# Given data start

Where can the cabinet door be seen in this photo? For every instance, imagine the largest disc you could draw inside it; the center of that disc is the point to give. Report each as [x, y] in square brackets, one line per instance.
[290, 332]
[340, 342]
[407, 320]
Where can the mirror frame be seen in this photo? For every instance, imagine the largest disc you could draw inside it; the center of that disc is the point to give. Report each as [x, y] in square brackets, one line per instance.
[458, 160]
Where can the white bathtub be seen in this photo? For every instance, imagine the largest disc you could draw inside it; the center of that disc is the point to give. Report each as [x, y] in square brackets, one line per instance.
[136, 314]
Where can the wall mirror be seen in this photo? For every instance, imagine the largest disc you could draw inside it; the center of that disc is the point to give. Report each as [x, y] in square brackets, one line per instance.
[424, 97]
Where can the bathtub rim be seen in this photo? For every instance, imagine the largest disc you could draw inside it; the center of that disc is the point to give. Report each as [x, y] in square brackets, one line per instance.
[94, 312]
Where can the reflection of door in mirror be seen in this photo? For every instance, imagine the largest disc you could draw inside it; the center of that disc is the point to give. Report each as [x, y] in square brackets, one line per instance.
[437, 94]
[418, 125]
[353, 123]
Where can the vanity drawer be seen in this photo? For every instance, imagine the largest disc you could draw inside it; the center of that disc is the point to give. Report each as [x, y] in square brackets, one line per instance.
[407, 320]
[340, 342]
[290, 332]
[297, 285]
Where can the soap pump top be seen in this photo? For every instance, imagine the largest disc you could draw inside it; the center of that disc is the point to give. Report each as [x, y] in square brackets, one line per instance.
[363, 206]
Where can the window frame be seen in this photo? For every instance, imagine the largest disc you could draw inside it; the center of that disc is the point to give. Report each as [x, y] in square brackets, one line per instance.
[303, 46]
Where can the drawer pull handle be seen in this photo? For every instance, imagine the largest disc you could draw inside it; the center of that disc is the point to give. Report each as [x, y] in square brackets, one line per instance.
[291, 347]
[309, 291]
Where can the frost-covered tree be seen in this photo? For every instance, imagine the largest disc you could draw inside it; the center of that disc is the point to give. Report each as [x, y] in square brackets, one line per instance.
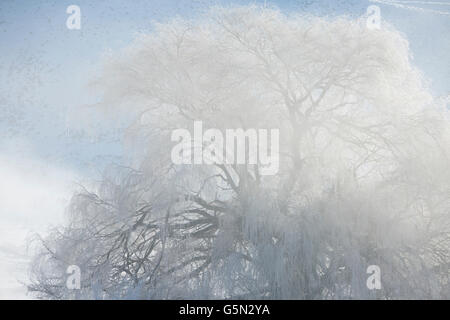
[363, 176]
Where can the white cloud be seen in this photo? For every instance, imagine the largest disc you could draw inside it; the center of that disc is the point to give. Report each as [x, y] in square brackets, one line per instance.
[33, 195]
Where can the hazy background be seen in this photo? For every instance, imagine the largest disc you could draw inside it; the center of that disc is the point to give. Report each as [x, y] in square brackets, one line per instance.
[50, 139]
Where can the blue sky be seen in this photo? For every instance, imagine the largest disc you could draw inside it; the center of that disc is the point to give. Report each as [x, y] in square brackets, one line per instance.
[45, 70]
[45, 67]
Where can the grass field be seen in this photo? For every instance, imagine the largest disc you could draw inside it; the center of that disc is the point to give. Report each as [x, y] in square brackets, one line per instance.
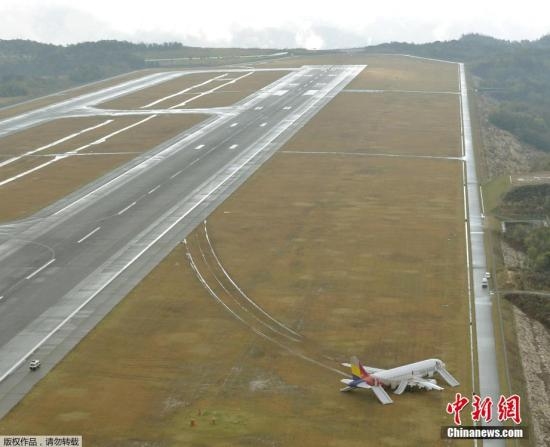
[34, 191]
[17, 109]
[357, 254]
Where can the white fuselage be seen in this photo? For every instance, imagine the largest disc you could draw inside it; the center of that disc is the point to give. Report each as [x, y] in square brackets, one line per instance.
[412, 370]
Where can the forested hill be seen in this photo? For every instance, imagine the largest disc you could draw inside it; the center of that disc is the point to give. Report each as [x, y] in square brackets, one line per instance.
[515, 73]
[30, 68]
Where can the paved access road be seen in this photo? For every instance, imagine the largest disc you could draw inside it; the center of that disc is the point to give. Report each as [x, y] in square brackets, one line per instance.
[61, 271]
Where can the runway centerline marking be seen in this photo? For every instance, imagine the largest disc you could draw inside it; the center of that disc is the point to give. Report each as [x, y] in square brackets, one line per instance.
[37, 271]
[122, 211]
[88, 235]
[154, 189]
[170, 227]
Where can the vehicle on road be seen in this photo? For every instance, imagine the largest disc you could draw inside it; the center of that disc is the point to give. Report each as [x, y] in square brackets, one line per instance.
[412, 375]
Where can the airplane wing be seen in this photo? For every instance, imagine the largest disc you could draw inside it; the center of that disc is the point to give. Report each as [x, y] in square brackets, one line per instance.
[379, 392]
[369, 369]
[426, 384]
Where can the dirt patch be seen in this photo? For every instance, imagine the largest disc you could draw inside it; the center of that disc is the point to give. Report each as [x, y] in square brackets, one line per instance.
[534, 340]
[388, 123]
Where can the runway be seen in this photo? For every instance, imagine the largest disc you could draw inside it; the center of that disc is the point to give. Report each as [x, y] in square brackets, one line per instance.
[64, 269]
[489, 384]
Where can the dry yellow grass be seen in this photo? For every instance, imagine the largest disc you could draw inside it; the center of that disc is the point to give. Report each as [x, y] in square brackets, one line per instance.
[150, 94]
[361, 255]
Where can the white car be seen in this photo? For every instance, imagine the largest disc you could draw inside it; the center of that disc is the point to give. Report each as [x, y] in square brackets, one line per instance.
[34, 365]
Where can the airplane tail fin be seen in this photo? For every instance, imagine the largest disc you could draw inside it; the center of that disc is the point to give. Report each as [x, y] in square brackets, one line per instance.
[357, 369]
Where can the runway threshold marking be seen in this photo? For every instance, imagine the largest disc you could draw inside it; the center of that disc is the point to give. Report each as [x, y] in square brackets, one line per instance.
[122, 211]
[38, 270]
[88, 235]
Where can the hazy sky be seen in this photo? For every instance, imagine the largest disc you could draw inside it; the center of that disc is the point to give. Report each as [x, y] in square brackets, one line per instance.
[271, 23]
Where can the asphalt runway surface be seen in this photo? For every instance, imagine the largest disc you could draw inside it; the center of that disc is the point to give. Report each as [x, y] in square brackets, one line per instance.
[65, 268]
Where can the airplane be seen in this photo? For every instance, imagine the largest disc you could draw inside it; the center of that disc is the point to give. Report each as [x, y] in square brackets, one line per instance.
[398, 379]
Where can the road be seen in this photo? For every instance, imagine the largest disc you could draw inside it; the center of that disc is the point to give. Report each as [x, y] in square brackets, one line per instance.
[488, 379]
[64, 269]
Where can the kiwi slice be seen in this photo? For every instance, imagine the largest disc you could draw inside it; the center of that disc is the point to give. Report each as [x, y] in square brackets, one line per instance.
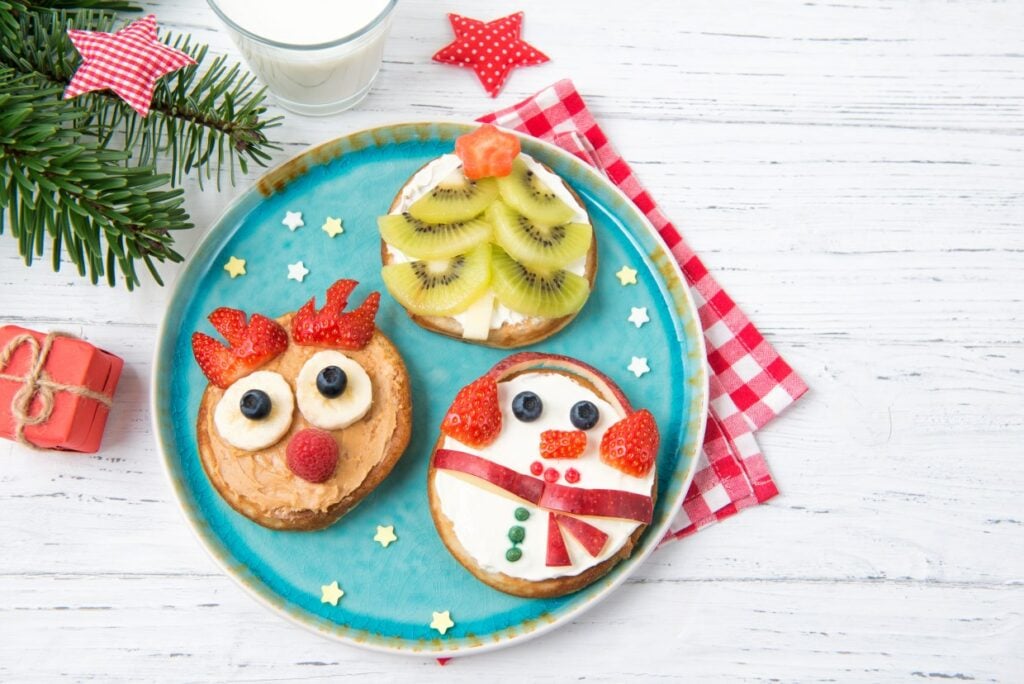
[547, 294]
[432, 241]
[441, 287]
[529, 196]
[538, 245]
[455, 199]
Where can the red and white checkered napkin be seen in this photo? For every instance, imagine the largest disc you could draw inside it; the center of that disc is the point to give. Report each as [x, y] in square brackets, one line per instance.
[750, 382]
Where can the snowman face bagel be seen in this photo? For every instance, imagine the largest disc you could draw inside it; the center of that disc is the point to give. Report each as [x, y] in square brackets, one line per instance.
[304, 415]
[544, 476]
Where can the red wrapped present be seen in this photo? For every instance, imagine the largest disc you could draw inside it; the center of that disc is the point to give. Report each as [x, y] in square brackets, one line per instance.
[55, 389]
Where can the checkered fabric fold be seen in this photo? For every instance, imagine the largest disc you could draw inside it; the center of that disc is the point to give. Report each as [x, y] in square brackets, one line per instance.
[750, 382]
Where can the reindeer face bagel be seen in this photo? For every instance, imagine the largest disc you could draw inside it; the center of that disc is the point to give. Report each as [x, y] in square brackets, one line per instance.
[304, 415]
[544, 476]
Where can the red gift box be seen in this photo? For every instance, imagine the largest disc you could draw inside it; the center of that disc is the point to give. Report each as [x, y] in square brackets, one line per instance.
[55, 390]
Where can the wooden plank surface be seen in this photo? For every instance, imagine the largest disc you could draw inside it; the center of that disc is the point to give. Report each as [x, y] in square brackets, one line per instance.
[854, 175]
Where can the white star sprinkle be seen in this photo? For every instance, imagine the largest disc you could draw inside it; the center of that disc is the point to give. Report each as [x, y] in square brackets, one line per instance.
[638, 315]
[293, 219]
[297, 271]
[332, 226]
[638, 366]
[385, 535]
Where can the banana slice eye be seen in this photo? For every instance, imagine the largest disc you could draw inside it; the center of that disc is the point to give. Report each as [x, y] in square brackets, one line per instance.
[333, 390]
[255, 412]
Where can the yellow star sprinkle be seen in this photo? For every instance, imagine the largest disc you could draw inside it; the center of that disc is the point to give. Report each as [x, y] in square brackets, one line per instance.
[332, 226]
[385, 535]
[441, 622]
[331, 593]
[236, 266]
[627, 275]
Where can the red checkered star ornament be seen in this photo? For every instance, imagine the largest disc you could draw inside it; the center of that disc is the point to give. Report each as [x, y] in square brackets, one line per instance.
[491, 49]
[128, 62]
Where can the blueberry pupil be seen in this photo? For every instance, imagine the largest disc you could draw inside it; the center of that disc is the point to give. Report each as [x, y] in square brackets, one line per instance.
[584, 415]
[255, 404]
[331, 381]
[526, 407]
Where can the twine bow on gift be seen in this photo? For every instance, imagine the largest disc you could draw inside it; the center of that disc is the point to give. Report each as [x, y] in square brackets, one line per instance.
[36, 382]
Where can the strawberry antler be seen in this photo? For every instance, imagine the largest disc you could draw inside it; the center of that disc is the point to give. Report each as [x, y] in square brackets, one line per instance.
[330, 326]
[250, 345]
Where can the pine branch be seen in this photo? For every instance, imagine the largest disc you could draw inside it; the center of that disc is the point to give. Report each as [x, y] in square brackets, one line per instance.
[57, 183]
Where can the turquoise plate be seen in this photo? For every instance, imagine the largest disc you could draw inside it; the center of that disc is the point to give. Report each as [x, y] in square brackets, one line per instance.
[391, 593]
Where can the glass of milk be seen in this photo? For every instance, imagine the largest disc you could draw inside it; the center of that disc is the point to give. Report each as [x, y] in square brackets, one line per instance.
[315, 56]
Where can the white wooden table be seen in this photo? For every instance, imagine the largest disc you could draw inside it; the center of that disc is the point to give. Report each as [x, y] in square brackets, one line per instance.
[853, 173]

# Given data end

- Written request
Please quote exactly the lines from the one containing "Where can the pine" through the last line of the records above, both included, and nothing else.

- The completed task
Where can the pine branch be seen in this photo? For every instance, imagine the largest disc you could draw inside it; the center of that disc is the point to give. Report each as [x, y] in square brackets, one line per instance.
[57, 183]
Where can the turquoise plate be seen in this photo? For every instance, imagine the largest disc you could draw inside it; the center of that disc is the point to give. Report each as [x, y] in square brackets, one line per instance.
[391, 593]
Where can the glass of milk be seen in this photo? For every instance, imagine the largest disc you could draw inside it; the center of that disc is the point to give. Report each as [x, y] in square brackets, one line per instance.
[315, 56]
Where can the white wooden table be seen in this photo? For every instance, imagine the largest disc you could draw inside it; the center of that disc is the point to give. Report each as [x, y] in square brackets, one line per instance.
[853, 173]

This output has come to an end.